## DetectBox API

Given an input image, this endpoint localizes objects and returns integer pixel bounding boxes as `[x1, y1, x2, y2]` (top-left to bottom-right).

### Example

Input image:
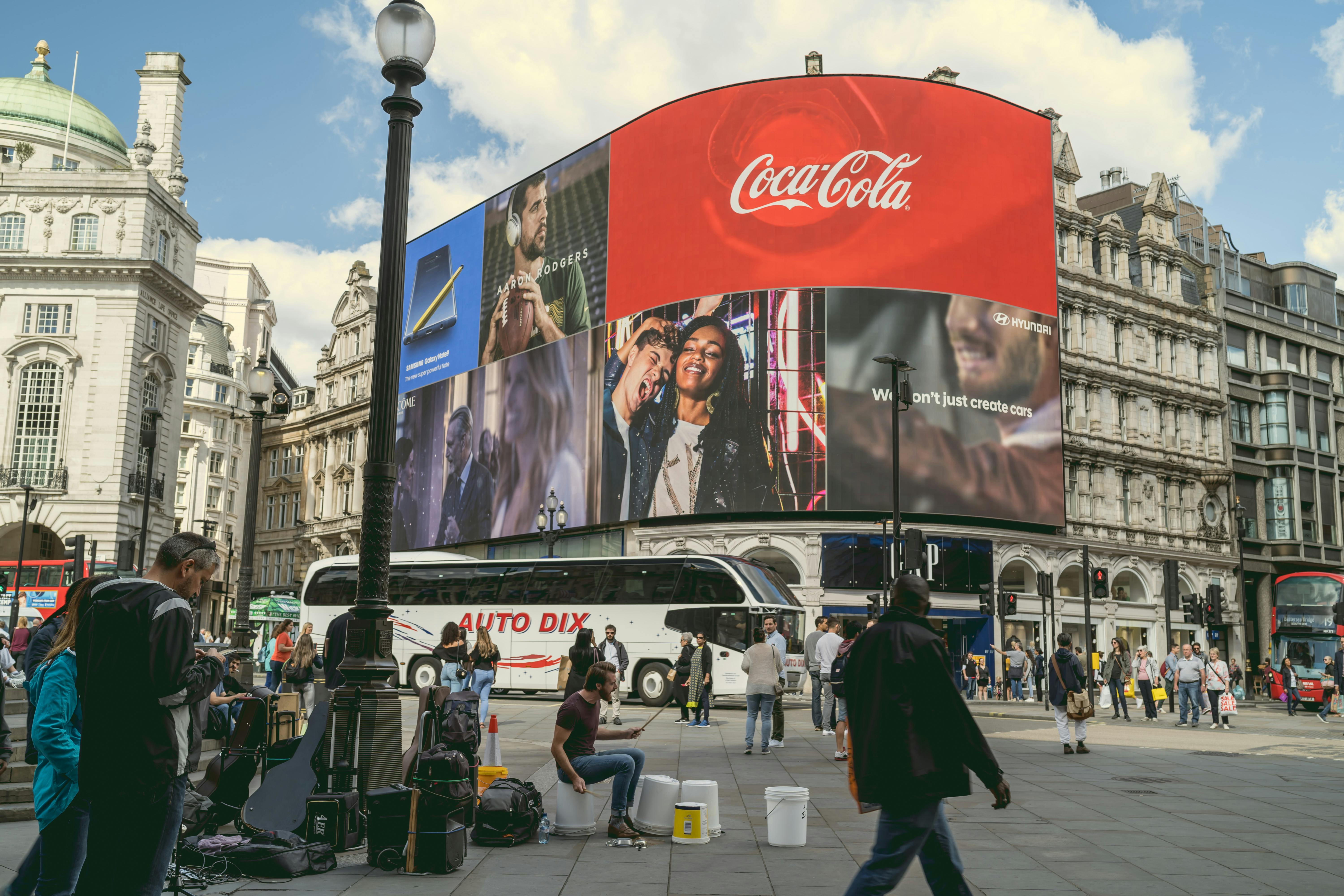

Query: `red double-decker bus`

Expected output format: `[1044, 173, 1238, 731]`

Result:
[0, 560, 117, 625]
[1269, 572, 1344, 705]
+--
Zähle die Zeilen oben, in denen die Zeichenfolge „image“ vorkommt. Nenne nur die Anzahl.

**VOLLSTÄNDIGE ANTWORT**
2